==== Excerpted text
2. Convolutional Neural Network

Convolutional neural network consists of Convolutional Layer (CL), Maximum Pooling Layer (MPL) and Fully Connected Neural Network Layer (FCNNL). The CL and MPL modules are repeated in sequence N number of times (N is dependent on input image size and the is decided considering complexity of implementation, N is usually set to 3). CL and MPL together reduce dimensionality of input image and also capture the significant features from the input image at different levels such as low level, mid-level and high level. Fig. 1 presents the CNN structure for image processing applications. The input image is processed by CL and MPL layers reducing dimensionality and the final output of MPL layer which is 2D is flattened by converting 2D to 1D. The flattened 1D data is processed by the trained FCNNL model to generate the output.

Fig. 1. CNN structure.

The convolutional layer uses filters to extract the features from the input. Number of features to be extracted is depended on number of filters used in the convolutional layer. If three features maps are required to be extracted from the input in the first stage, three filters are used and the CL model generates three frames from the input image representing the feature maps. CL module is computationally intensive and occupies more resources. CNN model has processes an input of size $h \times w \times c_{in}$ using $k \times x_k \times c_{in} \times c_{out}$ kernel to generate an output data of $h \times w \times c_{out}$. The parameters $h$ and $w$ are the height and weight of input data, $k$ is the size of the kernel, $c_{in}$ is the number of input channels or frames, $c_{out}$ is the number of output frames. Eq. (1) represents the convolution operation,

(1)

$ G(y, x, j) = \sum_{u=1}^k \sum_{v=1}^k k(u, v, j) \times l(y+u-1, x+v-1, j). $

The parameter $k$ is the convolutional kernel of size $k \times k \times c_{in}$. The computation complexity in CNN is measured by considering the number of multiplication and accumulation operations (MAC) and is expressed as in Eq. (2).

(2)

$ C_{ds} = k^2 \cdots c_{in} \cdot h \cdot w + c_{in} \cdot c_{out} \cdot h \cdot w. $

Fig. 2 presents the demonstration of convolution operation of a $6 \times 6$ image processed to generate three feature maps using filters of size $3 \times 3$.

Fig. 2. Convolution operation.

The three filters of size $3 \times 3$ process the input data using convolution operation and generate three frames that capture three features as per the predefined filter property. The filters slide across the input data and multiplication, accumulation operation is carried out to compute the feature map. In the MPL module the feature map output of convolution operation is reduced by identifying the pixels with maximum intensity and discarding all other pixels. Fig. 3 presents the structure of FCNN layer. Fig. 4 presents the single neuron structure and its mathematical model. The inputs are represented as $x_n$, weights are represented as $w_{kn}$, bias is $b_k$ and the network activation function is $\phi(\cdot)$. The variable $n$ is the size of input vector and $k$ is the neuron number. The output of max pooling layer is flattened into 1D structure and sis processed by the FCNN layer.
========
Challenge 1:
In the text on convolutional neural networks, what number is N usually set to?
The records have no connection to the text on convolutional neural networks.
==== Supplied entries
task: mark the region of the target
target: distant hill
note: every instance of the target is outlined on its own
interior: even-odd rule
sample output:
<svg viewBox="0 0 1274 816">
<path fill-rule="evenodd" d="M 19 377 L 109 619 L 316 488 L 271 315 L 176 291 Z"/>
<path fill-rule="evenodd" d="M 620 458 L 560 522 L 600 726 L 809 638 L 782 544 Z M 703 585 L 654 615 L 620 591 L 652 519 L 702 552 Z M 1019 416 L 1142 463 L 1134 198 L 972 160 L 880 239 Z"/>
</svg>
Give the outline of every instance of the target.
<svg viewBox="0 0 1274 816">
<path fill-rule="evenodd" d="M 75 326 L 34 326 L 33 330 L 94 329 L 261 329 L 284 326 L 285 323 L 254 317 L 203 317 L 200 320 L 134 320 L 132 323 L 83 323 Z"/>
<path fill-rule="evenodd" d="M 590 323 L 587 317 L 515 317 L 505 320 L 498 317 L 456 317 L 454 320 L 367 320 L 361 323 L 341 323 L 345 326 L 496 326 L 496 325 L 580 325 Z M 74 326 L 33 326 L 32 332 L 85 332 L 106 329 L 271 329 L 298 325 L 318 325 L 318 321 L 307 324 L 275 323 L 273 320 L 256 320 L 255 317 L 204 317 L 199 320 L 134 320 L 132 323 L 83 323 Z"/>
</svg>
========
Challenge 2:
Show every line of the records that contains the word "target".

Correct result 1:
N is usually set to 3.

Correct result 2:
task: mark the region of the target
target: distant hill
note: every instance of the target is outlined on its own
Give the outline of every instance of the target.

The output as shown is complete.